▸ Action item:
Print out every line of the listing below without alteration.
- Opening Delimiter -
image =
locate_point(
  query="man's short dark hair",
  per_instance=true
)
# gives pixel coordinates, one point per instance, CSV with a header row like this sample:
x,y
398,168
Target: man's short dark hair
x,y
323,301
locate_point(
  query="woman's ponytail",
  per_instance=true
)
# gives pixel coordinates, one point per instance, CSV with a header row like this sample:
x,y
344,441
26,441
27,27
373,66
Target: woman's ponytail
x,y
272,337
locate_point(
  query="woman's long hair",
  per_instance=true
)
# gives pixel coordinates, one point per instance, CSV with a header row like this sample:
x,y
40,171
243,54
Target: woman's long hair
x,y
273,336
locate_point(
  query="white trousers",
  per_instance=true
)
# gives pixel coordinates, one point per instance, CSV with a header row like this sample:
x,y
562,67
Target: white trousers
- Closing Delimiter -
▸ Written answer:
image =
locate_point(
  query="man's short dark hair",
  per_instance=true
)
# gives pixel coordinates, one point per instance, CSV with a header row like this sample:
x,y
398,168
Target: man's short dark hair
x,y
323,301
locate_point(
  query="woman's ponytail",
  per_instance=true
)
# gives pixel coordinates, one point per instance, CSV with a header row like this sample:
x,y
344,441
26,441
27,27
373,66
Target: woman's ponytail
x,y
272,337
locate_point(
  query="woman's long hair",
  per_instance=true
)
# gives pixel coordinates, one point per instance, CSV with a header row like this sample:
x,y
40,171
243,54
Target: woman's long hair
x,y
273,336
locate_point(
  query="white trousers",
  per_instance=true
)
# gives pixel coordinates, one point per instance, CSV with a header row like this sample:
x,y
562,67
Target: white trousers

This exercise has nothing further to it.